▶ **TASK ITEM**: Word for word, repeat each entry that follows.

:: DATA TO EXAMINE ::

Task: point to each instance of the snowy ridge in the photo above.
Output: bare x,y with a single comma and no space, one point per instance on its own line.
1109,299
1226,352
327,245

:::

▶ **ANSWER TO THIS EXERCISE**:
Task: point to each instance of the snowy ridge in the photo above.
Output: bare x,y with a single comma and no space, one point per instance on its own line.
1109,299
1226,352
327,245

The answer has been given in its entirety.